'Black magic, fund embezzlement': What's happening at Mumbai's Lilavati hospital
What's the story
Mumbai's famous Lilavati Hospital is being embroiled in a huge scandal of alleged fund embezzlement and black magic.
The Lilavati Kirtilal Mehta Medical Trust has lodged an FIR against 17 people, including seven former trustees and suppliers of equipment.
The complaint alleges misappropriation of over ₹1,250 crore over the last two decades.
The trust alleges that this amount was siphoned off by its ex-trustees.
Trustee takeover
Allegations of illegal control and financial misconduct
Former Mumbai Police Commissioner Parambir Singh, currently Lilavati Hospital's executive director, stated that the hospital was completed in 1997 by the late trustee Kishor Mehta and his wife Charu Mehta.
However, since 2002, a few relatives have illegally taken control of the hospital when Kishor was unwell. They allegedly continued to do so for two decades.

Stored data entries
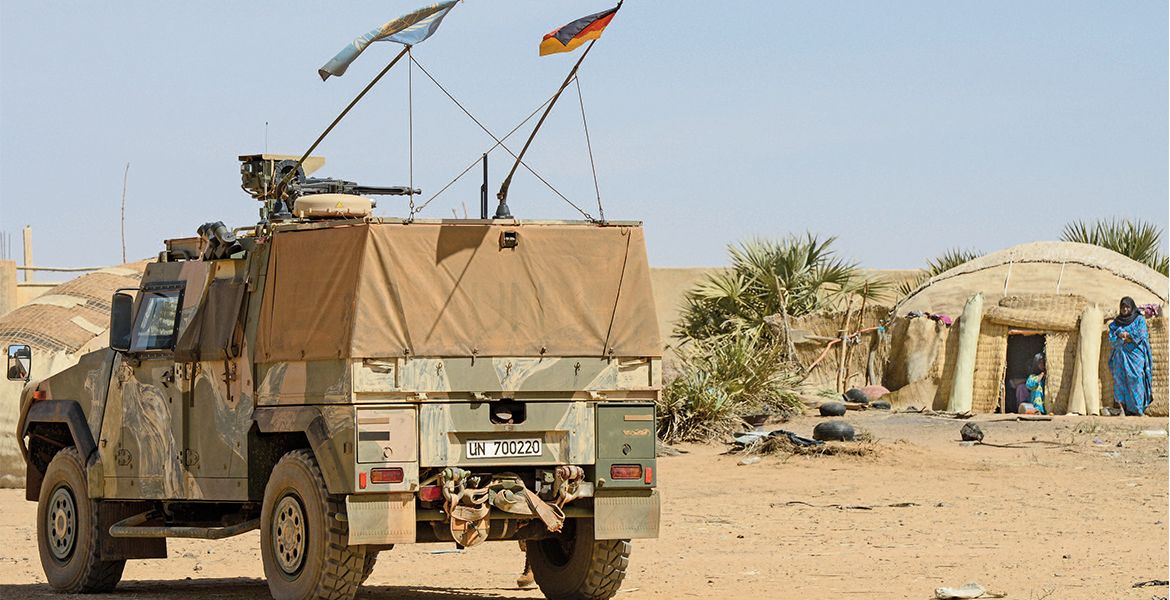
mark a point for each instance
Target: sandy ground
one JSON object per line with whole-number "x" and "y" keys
{"x": 1084, "y": 521}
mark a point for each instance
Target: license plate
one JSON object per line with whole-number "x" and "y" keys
{"x": 503, "y": 448}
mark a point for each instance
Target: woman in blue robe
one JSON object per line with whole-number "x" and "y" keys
{"x": 1129, "y": 359}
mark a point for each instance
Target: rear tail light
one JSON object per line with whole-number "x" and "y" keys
{"x": 391, "y": 475}
{"x": 429, "y": 494}
{"x": 626, "y": 471}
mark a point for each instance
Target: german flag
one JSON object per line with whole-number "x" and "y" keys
{"x": 569, "y": 36}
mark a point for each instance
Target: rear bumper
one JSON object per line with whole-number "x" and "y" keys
{"x": 396, "y": 518}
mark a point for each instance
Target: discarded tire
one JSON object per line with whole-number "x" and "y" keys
{"x": 857, "y": 395}
{"x": 874, "y": 392}
{"x": 833, "y": 432}
{"x": 971, "y": 433}
{"x": 832, "y": 409}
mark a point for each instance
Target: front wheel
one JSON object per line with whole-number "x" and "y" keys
{"x": 67, "y": 530}
{"x": 575, "y": 566}
{"x": 304, "y": 546}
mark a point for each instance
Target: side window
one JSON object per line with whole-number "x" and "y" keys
{"x": 158, "y": 321}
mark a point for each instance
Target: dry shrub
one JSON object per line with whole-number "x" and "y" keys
{"x": 718, "y": 381}
{"x": 864, "y": 446}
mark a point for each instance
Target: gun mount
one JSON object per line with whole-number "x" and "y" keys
{"x": 261, "y": 177}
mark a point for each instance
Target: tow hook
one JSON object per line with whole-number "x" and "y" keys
{"x": 569, "y": 478}
{"x": 468, "y": 508}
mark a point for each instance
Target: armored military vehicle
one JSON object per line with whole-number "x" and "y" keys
{"x": 345, "y": 383}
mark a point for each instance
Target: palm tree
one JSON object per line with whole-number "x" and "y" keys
{"x": 943, "y": 263}
{"x": 1136, "y": 239}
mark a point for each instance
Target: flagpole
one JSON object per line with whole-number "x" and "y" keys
{"x": 373, "y": 82}
{"x": 502, "y": 195}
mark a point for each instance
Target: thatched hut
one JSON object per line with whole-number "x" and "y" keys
{"x": 1051, "y": 297}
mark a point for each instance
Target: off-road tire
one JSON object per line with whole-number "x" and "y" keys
{"x": 81, "y": 570}
{"x": 329, "y": 567}
{"x": 575, "y": 566}
{"x": 833, "y": 432}
{"x": 367, "y": 567}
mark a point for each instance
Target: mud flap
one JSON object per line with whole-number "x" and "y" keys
{"x": 380, "y": 518}
{"x": 630, "y": 515}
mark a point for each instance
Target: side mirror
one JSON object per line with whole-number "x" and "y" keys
{"x": 121, "y": 315}
{"x": 20, "y": 361}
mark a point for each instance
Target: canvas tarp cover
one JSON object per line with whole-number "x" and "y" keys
{"x": 431, "y": 290}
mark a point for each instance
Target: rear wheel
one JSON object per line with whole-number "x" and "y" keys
{"x": 67, "y": 530}
{"x": 303, "y": 545}
{"x": 575, "y": 566}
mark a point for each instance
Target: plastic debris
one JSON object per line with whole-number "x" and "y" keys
{"x": 969, "y": 591}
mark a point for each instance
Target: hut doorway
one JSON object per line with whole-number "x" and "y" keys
{"x": 1023, "y": 346}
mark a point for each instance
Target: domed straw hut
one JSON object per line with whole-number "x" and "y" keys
{"x": 61, "y": 325}
{"x": 1051, "y": 297}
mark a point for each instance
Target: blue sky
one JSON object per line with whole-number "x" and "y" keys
{"x": 901, "y": 128}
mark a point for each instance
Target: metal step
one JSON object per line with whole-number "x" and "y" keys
{"x": 133, "y": 528}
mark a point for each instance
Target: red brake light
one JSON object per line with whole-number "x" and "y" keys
{"x": 391, "y": 475}
{"x": 626, "y": 471}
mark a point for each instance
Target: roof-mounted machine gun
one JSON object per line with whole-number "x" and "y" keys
{"x": 263, "y": 174}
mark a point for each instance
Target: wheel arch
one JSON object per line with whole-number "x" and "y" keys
{"x": 328, "y": 432}
{"x": 52, "y": 426}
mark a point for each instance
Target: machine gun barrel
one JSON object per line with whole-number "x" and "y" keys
{"x": 386, "y": 191}
{"x": 339, "y": 186}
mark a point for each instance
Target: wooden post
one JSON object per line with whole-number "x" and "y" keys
{"x": 841, "y": 333}
{"x": 861, "y": 323}
{"x": 502, "y": 194}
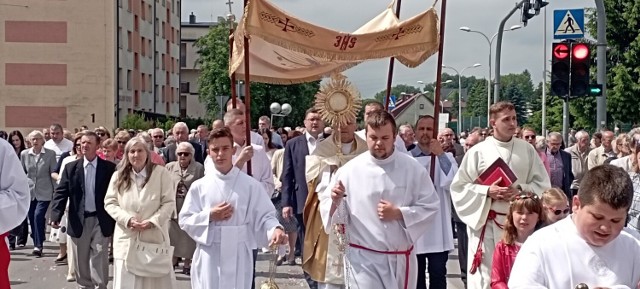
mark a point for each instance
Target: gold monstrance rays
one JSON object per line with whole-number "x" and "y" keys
{"x": 338, "y": 101}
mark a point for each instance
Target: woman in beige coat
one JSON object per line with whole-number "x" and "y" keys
{"x": 141, "y": 198}
{"x": 186, "y": 170}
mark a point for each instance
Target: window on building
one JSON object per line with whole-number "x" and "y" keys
{"x": 184, "y": 87}
{"x": 143, "y": 46}
{"x": 119, "y": 37}
{"x": 143, "y": 11}
{"x": 143, "y": 85}
{"x": 129, "y": 79}
{"x": 119, "y": 78}
{"x": 129, "y": 40}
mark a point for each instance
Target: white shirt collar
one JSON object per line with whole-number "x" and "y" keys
{"x": 309, "y": 137}
{"x": 94, "y": 162}
{"x": 142, "y": 174}
{"x": 32, "y": 152}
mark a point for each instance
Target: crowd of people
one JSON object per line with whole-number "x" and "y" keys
{"x": 206, "y": 198}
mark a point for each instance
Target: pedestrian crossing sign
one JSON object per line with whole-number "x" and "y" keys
{"x": 568, "y": 23}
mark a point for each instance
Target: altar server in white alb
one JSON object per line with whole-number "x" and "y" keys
{"x": 14, "y": 203}
{"x": 433, "y": 247}
{"x": 588, "y": 247}
{"x": 386, "y": 201}
{"x": 482, "y": 207}
{"x": 228, "y": 214}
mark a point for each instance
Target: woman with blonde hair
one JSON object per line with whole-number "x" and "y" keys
{"x": 141, "y": 198}
{"x": 556, "y": 205}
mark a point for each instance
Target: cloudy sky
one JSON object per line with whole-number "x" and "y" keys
{"x": 522, "y": 49}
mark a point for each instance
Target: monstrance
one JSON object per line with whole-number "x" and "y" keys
{"x": 338, "y": 101}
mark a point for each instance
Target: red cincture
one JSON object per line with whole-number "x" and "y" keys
{"x": 406, "y": 258}
{"x": 5, "y": 258}
{"x": 477, "y": 257}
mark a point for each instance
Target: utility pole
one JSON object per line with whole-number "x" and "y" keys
{"x": 601, "y": 108}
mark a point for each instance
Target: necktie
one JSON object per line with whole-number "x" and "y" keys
{"x": 89, "y": 189}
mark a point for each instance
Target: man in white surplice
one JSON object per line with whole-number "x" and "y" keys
{"x": 14, "y": 202}
{"x": 436, "y": 243}
{"x": 228, "y": 214}
{"x": 386, "y": 201}
{"x": 373, "y": 107}
{"x": 484, "y": 207}
{"x": 234, "y": 119}
{"x": 589, "y": 246}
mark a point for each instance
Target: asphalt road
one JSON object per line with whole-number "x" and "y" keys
{"x": 28, "y": 272}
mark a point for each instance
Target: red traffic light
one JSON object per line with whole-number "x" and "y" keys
{"x": 580, "y": 51}
{"x": 561, "y": 51}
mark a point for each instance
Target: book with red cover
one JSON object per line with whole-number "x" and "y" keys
{"x": 498, "y": 169}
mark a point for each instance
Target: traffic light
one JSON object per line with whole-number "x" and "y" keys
{"x": 526, "y": 15}
{"x": 560, "y": 67}
{"x": 580, "y": 62}
{"x": 539, "y": 4}
{"x": 595, "y": 90}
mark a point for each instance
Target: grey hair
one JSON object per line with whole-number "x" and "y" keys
{"x": 181, "y": 125}
{"x": 35, "y": 134}
{"x": 581, "y": 134}
{"x": 541, "y": 143}
{"x": 554, "y": 134}
{"x": 185, "y": 145}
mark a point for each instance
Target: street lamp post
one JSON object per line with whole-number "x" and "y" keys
{"x": 490, "y": 42}
{"x": 460, "y": 92}
{"x": 279, "y": 110}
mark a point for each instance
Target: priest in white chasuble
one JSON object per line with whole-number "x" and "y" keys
{"x": 434, "y": 246}
{"x": 590, "y": 246}
{"x": 321, "y": 258}
{"x": 385, "y": 201}
{"x": 228, "y": 214}
{"x": 483, "y": 207}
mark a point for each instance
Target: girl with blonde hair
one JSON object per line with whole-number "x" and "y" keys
{"x": 556, "y": 205}
{"x": 524, "y": 217}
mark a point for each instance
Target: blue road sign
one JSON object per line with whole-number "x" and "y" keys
{"x": 392, "y": 102}
{"x": 568, "y": 23}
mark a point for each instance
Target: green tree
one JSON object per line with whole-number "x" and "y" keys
{"x": 136, "y": 121}
{"x": 213, "y": 50}
{"x": 623, "y": 64}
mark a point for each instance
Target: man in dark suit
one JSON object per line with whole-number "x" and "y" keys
{"x": 294, "y": 183}
{"x": 560, "y": 171}
{"x": 84, "y": 183}
{"x": 181, "y": 133}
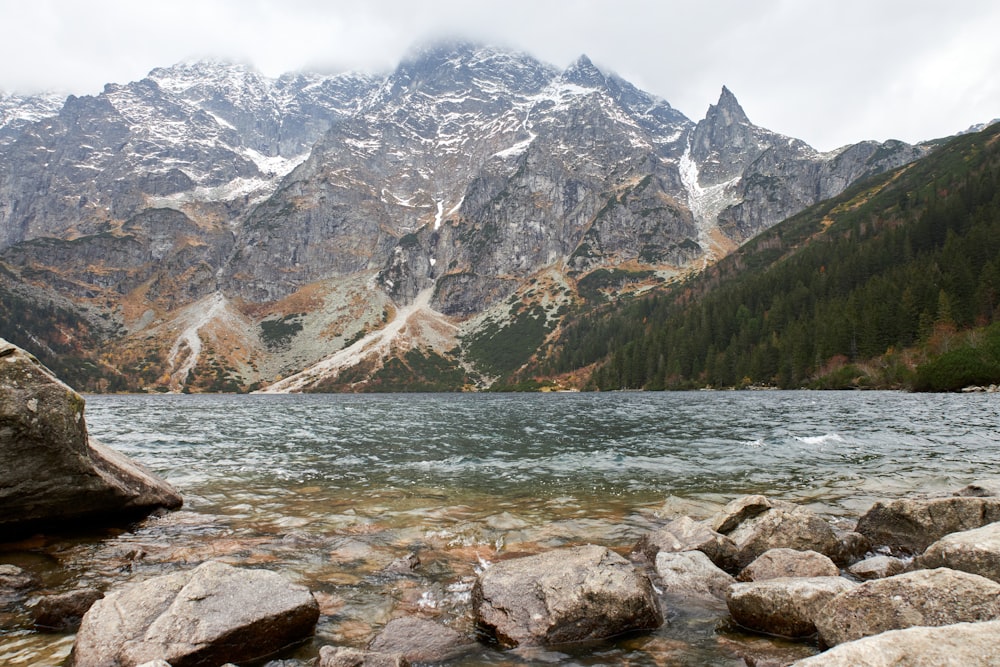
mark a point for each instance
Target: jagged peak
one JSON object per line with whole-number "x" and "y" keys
{"x": 461, "y": 63}
{"x": 583, "y": 72}
{"x": 197, "y": 73}
{"x": 727, "y": 111}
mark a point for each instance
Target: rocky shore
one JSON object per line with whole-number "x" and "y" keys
{"x": 916, "y": 581}
{"x": 871, "y": 596}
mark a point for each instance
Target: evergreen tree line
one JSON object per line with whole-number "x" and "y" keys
{"x": 879, "y": 269}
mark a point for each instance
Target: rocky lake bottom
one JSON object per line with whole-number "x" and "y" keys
{"x": 387, "y": 506}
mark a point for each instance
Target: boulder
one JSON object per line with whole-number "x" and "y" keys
{"x": 566, "y": 595}
{"x": 982, "y": 489}
{"x": 976, "y": 551}
{"x": 686, "y": 534}
{"x": 784, "y": 607}
{"x": 13, "y": 578}
{"x": 342, "y": 656}
{"x": 420, "y": 640}
{"x": 788, "y": 563}
{"x": 210, "y": 615}
{"x": 63, "y": 612}
{"x": 59, "y": 474}
{"x": 737, "y": 511}
{"x": 924, "y": 597}
{"x": 878, "y": 567}
{"x": 910, "y": 525}
{"x": 961, "y": 644}
{"x": 777, "y": 525}
{"x": 691, "y": 574}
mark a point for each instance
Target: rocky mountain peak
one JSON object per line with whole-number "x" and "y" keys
{"x": 448, "y": 184}
{"x": 584, "y": 73}
{"x": 727, "y": 111}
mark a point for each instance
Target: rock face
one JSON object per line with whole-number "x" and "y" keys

# Directions:
[1] Using the article on Lilavati Hospital above, decide whether each statement agrees with it. Answer yes or no for each and quote the words of the article that decide it.
(a) The FIR names 17 people, seven of them former trustees.
(b) The hospital was completed in 2002.
(c) Parambir Singh currently serves as the hospital's executive director.
[2] According to the article on Lilavati Hospital, how much money does the complaint allege was misappropriated, and over what period?

# Answers provided:
[1]
(a) Yes: "lodged an FIR against 17 people, including seven former trustees and suppliers of equipment."
(b) No: "the hospital was completed in 1997 by the late trustee Kishor Mehta and his wife Charu Mehta."
(c) Yes: "Former Mumbai Police Commissioner Parambir Singh, currently Lilavati Hospital's executive director"

[2] Over ₹1,250 crore over the last two decades.